_DIRECTIONS_.
Beginning at the line containing "the rocky summit", output every line to the end of the data below exactly as it appears.

_TASK INPUT_.
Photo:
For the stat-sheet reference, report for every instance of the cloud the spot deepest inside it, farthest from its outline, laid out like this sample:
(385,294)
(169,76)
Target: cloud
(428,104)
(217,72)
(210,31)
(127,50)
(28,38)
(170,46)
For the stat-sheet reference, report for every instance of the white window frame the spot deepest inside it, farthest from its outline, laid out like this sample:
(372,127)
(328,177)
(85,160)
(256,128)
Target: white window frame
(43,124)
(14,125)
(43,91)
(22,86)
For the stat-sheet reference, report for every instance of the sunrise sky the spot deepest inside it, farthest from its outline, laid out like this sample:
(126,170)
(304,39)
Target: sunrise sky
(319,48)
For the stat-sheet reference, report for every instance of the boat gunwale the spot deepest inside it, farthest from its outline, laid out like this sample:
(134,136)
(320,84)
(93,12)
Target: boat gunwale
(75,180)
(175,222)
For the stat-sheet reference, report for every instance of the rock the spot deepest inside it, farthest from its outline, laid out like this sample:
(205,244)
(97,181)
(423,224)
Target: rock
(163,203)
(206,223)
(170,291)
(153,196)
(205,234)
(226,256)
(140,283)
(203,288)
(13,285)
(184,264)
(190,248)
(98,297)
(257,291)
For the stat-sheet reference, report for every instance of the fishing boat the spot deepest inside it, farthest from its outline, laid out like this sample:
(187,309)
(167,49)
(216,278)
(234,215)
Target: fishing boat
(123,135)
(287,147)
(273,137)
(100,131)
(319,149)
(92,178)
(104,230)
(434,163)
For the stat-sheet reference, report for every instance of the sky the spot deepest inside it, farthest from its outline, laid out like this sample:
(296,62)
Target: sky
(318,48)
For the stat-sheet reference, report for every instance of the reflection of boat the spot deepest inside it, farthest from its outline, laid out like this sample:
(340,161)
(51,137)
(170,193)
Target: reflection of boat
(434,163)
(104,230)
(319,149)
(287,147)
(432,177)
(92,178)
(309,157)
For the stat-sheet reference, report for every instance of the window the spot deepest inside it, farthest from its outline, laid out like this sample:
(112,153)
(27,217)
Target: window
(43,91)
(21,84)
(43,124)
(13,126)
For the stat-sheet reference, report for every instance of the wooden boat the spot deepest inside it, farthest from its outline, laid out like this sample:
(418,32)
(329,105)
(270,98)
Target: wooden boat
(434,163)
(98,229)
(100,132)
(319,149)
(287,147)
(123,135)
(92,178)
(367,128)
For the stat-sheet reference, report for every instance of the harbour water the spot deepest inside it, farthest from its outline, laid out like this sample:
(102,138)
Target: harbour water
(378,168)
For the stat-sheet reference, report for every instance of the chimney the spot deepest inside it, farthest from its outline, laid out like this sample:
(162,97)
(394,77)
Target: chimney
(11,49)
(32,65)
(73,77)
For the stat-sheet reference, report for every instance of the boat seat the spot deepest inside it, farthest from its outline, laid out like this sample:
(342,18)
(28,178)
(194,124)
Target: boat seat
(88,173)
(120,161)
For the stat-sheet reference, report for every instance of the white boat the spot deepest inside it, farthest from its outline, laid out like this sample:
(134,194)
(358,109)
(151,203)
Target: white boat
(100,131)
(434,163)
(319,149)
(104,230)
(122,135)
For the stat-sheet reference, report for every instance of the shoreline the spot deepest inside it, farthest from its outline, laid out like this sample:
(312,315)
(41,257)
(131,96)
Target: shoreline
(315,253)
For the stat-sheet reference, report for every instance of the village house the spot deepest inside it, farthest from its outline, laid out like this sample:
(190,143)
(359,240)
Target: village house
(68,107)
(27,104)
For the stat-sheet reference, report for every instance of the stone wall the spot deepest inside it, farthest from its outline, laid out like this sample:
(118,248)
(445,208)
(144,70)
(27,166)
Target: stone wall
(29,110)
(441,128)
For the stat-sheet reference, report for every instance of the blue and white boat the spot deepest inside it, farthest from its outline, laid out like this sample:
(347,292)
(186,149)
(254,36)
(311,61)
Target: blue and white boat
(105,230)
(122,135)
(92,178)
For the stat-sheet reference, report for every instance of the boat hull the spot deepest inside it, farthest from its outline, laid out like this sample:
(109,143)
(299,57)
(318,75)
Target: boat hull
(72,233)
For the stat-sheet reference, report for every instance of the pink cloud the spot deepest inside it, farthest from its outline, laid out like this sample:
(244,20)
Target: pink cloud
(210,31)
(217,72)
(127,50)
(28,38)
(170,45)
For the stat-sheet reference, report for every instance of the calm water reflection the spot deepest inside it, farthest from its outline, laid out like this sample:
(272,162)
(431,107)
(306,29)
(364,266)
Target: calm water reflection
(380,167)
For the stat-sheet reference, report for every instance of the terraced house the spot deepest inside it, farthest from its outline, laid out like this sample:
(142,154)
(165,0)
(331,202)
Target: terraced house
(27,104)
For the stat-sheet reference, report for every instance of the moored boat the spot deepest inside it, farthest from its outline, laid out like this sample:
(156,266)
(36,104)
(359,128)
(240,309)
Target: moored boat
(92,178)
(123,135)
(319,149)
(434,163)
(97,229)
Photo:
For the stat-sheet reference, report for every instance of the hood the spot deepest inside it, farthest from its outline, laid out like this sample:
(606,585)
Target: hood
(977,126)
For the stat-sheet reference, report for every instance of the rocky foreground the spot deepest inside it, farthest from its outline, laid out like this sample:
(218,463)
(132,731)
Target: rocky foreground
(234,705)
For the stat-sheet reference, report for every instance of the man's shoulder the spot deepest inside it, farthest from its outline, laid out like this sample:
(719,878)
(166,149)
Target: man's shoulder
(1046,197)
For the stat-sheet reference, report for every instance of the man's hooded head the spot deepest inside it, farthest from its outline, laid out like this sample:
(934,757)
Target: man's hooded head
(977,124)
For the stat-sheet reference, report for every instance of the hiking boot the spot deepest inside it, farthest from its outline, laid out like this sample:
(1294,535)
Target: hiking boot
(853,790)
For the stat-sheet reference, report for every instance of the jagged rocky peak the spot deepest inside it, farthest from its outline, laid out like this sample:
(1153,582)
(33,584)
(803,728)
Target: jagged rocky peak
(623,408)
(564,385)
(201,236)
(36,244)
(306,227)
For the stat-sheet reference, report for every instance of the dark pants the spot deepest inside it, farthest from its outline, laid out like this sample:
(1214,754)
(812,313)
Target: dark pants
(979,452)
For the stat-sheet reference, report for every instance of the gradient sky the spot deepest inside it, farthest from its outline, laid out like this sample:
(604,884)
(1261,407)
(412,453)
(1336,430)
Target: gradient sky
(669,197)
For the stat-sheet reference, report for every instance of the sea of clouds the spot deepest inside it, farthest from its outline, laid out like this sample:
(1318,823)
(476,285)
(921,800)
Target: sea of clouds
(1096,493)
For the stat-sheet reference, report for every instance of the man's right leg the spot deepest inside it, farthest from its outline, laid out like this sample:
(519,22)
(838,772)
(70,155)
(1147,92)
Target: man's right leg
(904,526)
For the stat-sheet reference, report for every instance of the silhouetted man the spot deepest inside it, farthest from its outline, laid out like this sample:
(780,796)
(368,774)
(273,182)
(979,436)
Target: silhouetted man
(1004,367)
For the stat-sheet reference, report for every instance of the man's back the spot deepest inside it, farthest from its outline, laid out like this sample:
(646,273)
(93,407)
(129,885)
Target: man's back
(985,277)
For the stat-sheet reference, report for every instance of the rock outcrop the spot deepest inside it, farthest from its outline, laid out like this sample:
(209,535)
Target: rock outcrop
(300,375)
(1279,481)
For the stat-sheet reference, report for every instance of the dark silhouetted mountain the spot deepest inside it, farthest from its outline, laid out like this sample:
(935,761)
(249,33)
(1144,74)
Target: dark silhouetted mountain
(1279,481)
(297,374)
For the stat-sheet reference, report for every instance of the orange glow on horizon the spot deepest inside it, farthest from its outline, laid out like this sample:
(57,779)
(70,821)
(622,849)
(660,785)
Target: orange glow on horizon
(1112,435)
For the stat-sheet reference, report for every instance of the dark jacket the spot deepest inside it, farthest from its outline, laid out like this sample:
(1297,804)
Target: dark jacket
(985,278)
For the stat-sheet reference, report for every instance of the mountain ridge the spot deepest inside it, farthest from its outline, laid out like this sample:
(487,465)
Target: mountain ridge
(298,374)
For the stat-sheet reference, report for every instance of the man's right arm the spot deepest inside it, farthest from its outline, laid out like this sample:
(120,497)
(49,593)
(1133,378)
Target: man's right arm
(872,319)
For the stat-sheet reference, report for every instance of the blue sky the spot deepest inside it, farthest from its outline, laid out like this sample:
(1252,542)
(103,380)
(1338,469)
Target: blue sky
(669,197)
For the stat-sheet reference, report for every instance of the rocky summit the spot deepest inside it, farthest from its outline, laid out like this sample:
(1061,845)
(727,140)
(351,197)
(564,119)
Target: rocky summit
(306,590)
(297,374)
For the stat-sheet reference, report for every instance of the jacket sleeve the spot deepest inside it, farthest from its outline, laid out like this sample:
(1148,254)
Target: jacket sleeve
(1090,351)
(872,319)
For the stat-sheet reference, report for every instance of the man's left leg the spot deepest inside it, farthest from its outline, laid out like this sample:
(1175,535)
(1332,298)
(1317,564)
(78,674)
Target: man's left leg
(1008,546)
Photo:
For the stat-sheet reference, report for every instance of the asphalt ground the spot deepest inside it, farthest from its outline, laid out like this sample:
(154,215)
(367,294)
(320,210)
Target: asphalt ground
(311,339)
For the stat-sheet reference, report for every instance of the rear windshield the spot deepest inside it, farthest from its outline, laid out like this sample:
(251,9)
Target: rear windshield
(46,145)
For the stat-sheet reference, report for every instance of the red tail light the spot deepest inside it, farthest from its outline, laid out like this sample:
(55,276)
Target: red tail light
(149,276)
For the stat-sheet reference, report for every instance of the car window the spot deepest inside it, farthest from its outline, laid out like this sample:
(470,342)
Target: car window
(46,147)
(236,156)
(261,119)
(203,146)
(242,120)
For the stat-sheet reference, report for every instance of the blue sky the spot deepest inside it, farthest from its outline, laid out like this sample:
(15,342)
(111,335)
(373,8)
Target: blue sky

_CORRECT ANSWER_.
For the stat-sheet reference, report for every instance of the rocky summit the spot deepest inside it, farthest from its outline, laid out like this sample:
(1061,845)
(727,140)
(351,197)
(564,119)
Target: rocky summit
(306,590)
(297,374)
For the stat-sheet reference, report for every instance of the jacket sleeve the spot deepest inside it, farthest from its outline, laid out like this sample:
(1148,254)
Target: jacket sleeve
(1090,351)
(872,319)
For the stat-sheet reference, report for every instance of the man's left leg the spot deepest inside it, farthest from its outline, laid out like this sample:
(1175,535)
(1332,298)
(1317,564)
(78,674)
Target: man's left leg
(1008,546)
Photo:
For the stat-sheet reference, report for every instance of the asphalt ground the spot deepest inside it, farthest from its outline, laid out like this sample:
(154,215)
(367,294)
(320,210)
Target: asphalt ground
(311,339)
For the stat-sheet reference, report for every instance of the rear windshield the spot deepest inside it, farthest from its outline, laid out like this sample:
(251,9)
Target: rear windshield
(46,145)
For the stat-sheet reference, report for every instance of the red tail light the spot deepest inside it, farthest from its outline, laid out like this sample:
(55,276)
Target: red tail light
(149,276)
For the stat-sheet reference, report for every instance of the car window the spot deepest inside it, farthest from its outline, laid out like this sample:
(470,342)
Target: car window
(46,147)
(236,156)
(261,119)
(203,146)
(242,120)
For the stat-sheet reference, report for every instance of the blue sky the spot deepest inside it, farthest from its outline, laid out like this sample:
(15,342)
(111,335)
(373,8)
Target: blue sky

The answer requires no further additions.